● **What to do**
Print verbatim the lines of the entries from the one containing "query | kappa logo" to the last, inclusive, and no others.

** start of Records for processing **

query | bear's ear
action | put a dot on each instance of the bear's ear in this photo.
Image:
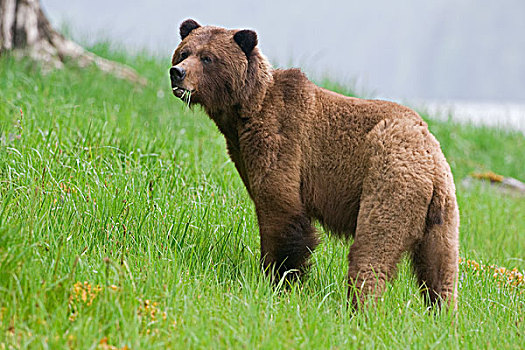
(186, 27)
(247, 40)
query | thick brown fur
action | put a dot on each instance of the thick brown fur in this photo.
(366, 169)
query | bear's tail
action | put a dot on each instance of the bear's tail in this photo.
(435, 210)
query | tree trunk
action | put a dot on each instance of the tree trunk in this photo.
(25, 30)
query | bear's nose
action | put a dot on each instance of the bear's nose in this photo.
(177, 74)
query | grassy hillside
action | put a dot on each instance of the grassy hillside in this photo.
(123, 223)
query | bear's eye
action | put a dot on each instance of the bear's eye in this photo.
(184, 55)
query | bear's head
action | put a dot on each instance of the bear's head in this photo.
(218, 68)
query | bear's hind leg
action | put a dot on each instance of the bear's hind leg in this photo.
(393, 207)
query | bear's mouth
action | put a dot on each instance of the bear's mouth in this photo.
(181, 92)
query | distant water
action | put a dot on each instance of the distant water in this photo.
(504, 115)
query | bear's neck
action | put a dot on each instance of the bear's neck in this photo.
(249, 100)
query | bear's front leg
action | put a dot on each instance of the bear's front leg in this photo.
(287, 240)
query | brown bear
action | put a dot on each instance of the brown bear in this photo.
(366, 169)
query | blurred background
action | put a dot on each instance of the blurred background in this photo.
(465, 57)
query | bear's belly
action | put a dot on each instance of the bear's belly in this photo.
(334, 202)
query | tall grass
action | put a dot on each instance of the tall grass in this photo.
(124, 223)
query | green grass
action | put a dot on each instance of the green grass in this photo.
(125, 188)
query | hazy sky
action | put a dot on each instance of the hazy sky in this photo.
(407, 49)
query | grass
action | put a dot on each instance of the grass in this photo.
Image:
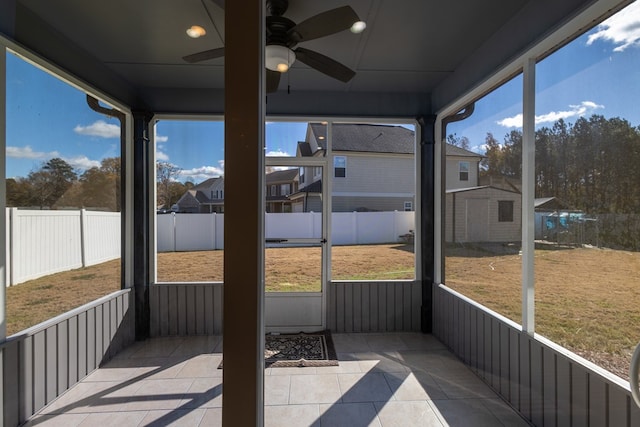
(586, 299)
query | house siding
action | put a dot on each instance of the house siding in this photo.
(380, 203)
(462, 214)
(370, 173)
(453, 175)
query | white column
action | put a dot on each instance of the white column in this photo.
(528, 193)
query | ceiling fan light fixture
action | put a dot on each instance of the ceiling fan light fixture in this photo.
(279, 58)
(196, 31)
(358, 27)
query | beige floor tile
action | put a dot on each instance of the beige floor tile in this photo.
(314, 389)
(405, 414)
(61, 420)
(114, 419)
(385, 342)
(203, 393)
(350, 343)
(292, 416)
(212, 418)
(175, 418)
(349, 415)
(464, 412)
(276, 390)
(369, 387)
(159, 394)
(418, 386)
(202, 365)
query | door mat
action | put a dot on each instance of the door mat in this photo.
(299, 350)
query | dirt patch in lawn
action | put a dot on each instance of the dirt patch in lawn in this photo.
(586, 299)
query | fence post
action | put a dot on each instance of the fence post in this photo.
(83, 237)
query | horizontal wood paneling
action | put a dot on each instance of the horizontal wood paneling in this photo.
(186, 309)
(548, 387)
(374, 306)
(42, 362)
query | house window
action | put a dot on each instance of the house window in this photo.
(505, 211)
(464, 171)
(340, 166)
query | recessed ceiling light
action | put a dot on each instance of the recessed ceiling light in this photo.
(358, 27)
(196, 31)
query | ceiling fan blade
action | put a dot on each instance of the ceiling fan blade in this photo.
(220, 3)
(324, 24)
(273, 81)
(324, 64)
(204, 55)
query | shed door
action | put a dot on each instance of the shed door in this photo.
(477, 220)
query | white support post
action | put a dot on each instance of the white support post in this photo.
(528, 194)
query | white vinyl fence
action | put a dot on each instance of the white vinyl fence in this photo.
(42, 242)
(46, 242)
(190, 232)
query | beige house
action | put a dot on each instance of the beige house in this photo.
(206, 197)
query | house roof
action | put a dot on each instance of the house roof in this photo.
(286, 175)
(370, 138)
(481, 187)
(207, 183)
(453, 150)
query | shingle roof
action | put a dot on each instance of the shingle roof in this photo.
(283, 175)
(206, 183)
(453, 150)
(368, 137)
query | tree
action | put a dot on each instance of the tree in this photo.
(166, 174)
(51, 181)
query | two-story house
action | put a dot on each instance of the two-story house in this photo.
(280, 184)
(372, 168)
(475, 212)
(206, 197)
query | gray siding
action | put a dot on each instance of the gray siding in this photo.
(374, 306)
(546, 386)
(186, 309)
(374, 203)
(376, 173)
(43, 362)
(196, 309)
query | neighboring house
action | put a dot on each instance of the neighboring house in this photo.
(280, 184)
(373, 168)
(462, 168)
(206, 197)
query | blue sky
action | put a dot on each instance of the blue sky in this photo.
(598, 73)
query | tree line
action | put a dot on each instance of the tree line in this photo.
(55, 184)
(592, 165)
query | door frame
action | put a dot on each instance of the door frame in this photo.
(283, 300)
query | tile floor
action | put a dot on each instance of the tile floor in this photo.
(382, 380)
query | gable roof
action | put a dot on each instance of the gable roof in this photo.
(453, 150)
(370, 138)
(282, 175)
(207, 183)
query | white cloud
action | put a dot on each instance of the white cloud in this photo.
(585, 107)
(622, 29)
(202, 173)
(27, 152)
(82, 162)
(277, 153)
(99, 128)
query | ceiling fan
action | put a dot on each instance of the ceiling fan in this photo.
(283, 35)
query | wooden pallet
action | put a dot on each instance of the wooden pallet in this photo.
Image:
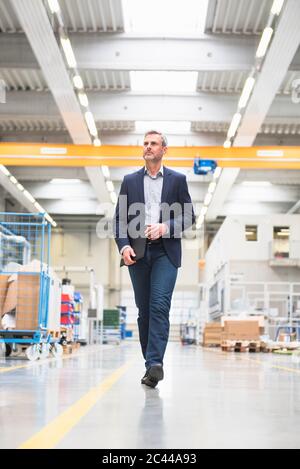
(54, 334)
(240, 346)
(280, 346)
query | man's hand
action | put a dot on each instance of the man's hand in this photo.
(156, 230)
(128, 255)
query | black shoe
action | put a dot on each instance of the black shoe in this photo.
(154, 374)
(144, 377)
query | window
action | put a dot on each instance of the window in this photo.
(281, 241)
(251, 232)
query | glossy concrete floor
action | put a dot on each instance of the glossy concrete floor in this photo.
(94, 399)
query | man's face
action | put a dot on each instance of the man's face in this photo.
(153, 148)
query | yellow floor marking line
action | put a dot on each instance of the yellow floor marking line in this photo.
(255, 360)
(279, 367)
(52, 433)
(6, 369)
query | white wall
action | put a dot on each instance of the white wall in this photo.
(230, 242)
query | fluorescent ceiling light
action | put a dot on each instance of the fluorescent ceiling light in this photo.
(54, 6)
(78, 83)
(63, 181)
(168, 127)
(113, 197)
(110, 186)
(89, 118)
(211, 187)
(13, 180)
(165, 17)
(276, 7)
(234, 124)
(39, 207)
(50, 220)
(264, 42)
(217, 172)
(256, 183)
(83, 99)
(97, 142)
(105, 171)
(208, 198)
(203, 211)
(29, 196)
(163, 82)
(4, 170)
(199, 222)
(248, 87)
(66, 45)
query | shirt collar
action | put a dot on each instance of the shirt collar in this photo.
(160, 172)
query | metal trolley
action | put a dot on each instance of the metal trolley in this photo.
(24, 285)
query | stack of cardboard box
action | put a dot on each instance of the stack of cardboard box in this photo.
(233, 328)
(212, 334)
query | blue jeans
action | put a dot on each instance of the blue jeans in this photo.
(153, 279)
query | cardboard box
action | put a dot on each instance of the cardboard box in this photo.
(241, 330)
(10, 302)
(28, 291)
(3, 292)
(260, 319)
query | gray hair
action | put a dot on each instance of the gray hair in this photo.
(163, 137)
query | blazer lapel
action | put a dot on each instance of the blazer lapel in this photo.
(166, 184)
(140, 185)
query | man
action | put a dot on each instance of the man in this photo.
(153, 209)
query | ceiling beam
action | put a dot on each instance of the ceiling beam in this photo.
(282, 50)
(124, 52)
(133, 106)
(36, 24)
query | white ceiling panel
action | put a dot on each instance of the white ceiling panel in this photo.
(247, 17)
(93, 15)
(9, 22)
(102, 80)
(23, 79)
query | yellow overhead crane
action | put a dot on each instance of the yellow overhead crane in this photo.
(28, 154)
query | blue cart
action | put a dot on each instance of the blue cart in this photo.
(24, 285)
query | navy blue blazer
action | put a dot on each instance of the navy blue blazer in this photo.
(174, 191)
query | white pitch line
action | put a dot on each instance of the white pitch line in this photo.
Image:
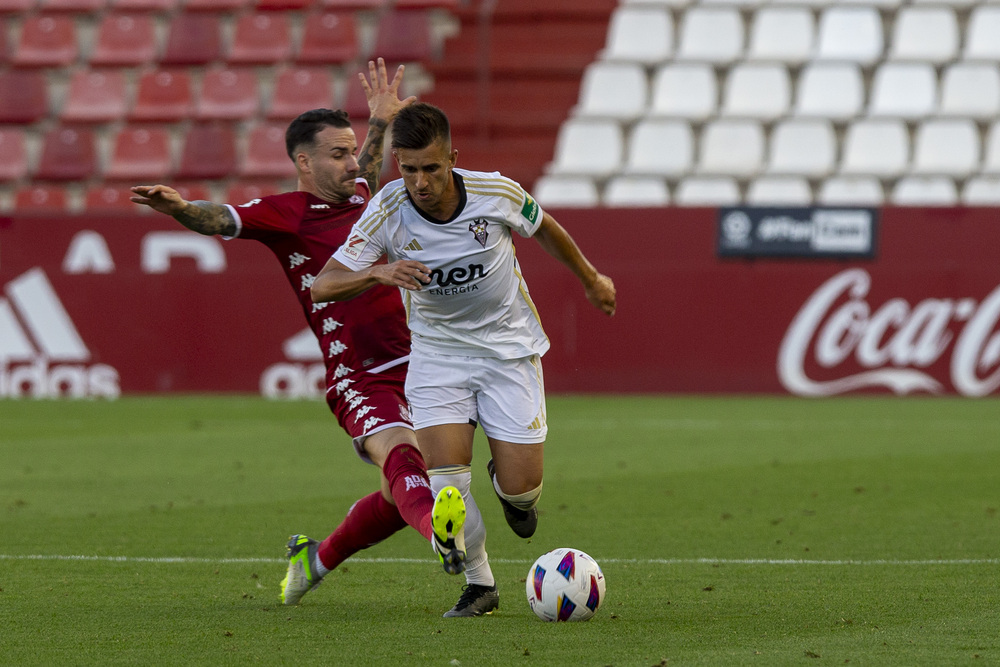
(623, 561)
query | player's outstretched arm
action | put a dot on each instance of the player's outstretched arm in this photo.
(337, 282)
(557, 242)
(200, 216)
(384, 104)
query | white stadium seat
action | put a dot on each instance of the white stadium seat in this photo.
(660, 147)
(757, 90)
(875, 148)
(640, 34)
(803, 147)
(924, 191)
(731, 148)
(830, 90)
(684, 90)
(946, 147)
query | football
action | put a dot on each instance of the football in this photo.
(565, 585)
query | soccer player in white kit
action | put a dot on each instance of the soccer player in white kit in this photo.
(476, 338)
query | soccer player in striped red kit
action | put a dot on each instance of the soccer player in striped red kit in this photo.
(365, 342)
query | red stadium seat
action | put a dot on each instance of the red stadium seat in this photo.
(404, 36)
(124, 39)
(300, 89)
(209, 152)
(266, 156)
(329, 37)
(95, 96)
(67, 155)
(194, 39)
(227, 94)
(47, 40)
(38, 198)
(261, 38)
(23, 96)
(140, 153)
(163, 96)
(13, 155)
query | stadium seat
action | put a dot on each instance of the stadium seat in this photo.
(23, 96)
(982, 34)
(851, 191)
(903, 90)
(403, 36)
(266, 156)
(981, 191)
(851, 34)
(925, 34)
(710, 34)
(140, 153)
(782, 34)
(68, 154)
(163, 96)
(731, 148)
(803, 147)
(124, 39)
(635, 191)
(298, 89)
(946, 147)
(46, 41)
(13, 154)
(875, 148)
(193, 39)
(830, 90)
(227, 94)
(970, 90)
(566, 192)
(924, 191)
(613, 90)
(707, 191)
(95, 96)
(640, 34)
(779, 191)
(756, 90)
(41, 198)
(260, 38)
(660, 148)
(684, 90)
(330, 37)
(208, 152)
(588, 147)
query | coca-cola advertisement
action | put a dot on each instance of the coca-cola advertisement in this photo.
(100, 307)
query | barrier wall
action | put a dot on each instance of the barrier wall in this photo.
(103, 306)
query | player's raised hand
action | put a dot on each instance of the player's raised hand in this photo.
(382, 94)
(601, 293)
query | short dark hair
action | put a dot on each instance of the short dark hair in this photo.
(418, 125)
(303, 130)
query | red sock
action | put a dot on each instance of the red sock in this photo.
(407, 474)
(369, 521)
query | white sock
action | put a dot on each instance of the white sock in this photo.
(477, 566)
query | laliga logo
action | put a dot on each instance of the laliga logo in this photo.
(895, 334)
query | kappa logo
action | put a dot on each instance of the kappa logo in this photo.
(42, 355)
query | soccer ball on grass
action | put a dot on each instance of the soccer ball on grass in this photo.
(565, 585)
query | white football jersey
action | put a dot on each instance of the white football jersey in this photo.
(477, 303)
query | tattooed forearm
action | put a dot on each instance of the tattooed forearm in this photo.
(370, 160)
(207, 218)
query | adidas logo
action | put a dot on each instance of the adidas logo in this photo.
(41, 352)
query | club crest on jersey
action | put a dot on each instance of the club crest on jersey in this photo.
(478, 229)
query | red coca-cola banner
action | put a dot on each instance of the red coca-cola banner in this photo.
(104, 306)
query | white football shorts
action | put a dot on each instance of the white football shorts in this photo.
(506, 396)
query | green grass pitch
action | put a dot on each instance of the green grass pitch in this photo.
(731, 530)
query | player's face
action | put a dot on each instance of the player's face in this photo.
(332, 165)
(427, 175)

** end of Records for processing **

● **Result of the exercise**
query | kappa logo
action | put a dot on each instance of the kappa logo in this photo.
(42, 355)
query | soccer ball on grass
action | put a dot on each instance of the soccer ball on grass in this photo.
(565, 585)
query | white football jersey
action | put a dot on each instance of the white football jersey in this photo.
(477, 303)
query | tattooed forearm
action | put a dot on each instance of the tattooed forearm in this photo.
(370, 160)
(207, 218)
query | adidas logo
action | put a dot on each instance of the adidas logo in this photo.
(41, 352)
query | club crest on jersey
action | put a dot on each instance of the club crest on jersey in this photo.
(478, 229)
query | red coca-cola banner
action | put a dot on each instance of the red coca-cola banner in this photo.
(104, 306)
query | white football shorts
action | put a dot on each instance of the white football shorts in this photo.
(506, 396)
query | green grass pitch
action | put a dot on each instance of the green grass pitch in this photo.
(731, 530)
query | player's face
action | put a dot on each instance of the player's face in this photo.
(332, 165)
(427, 175)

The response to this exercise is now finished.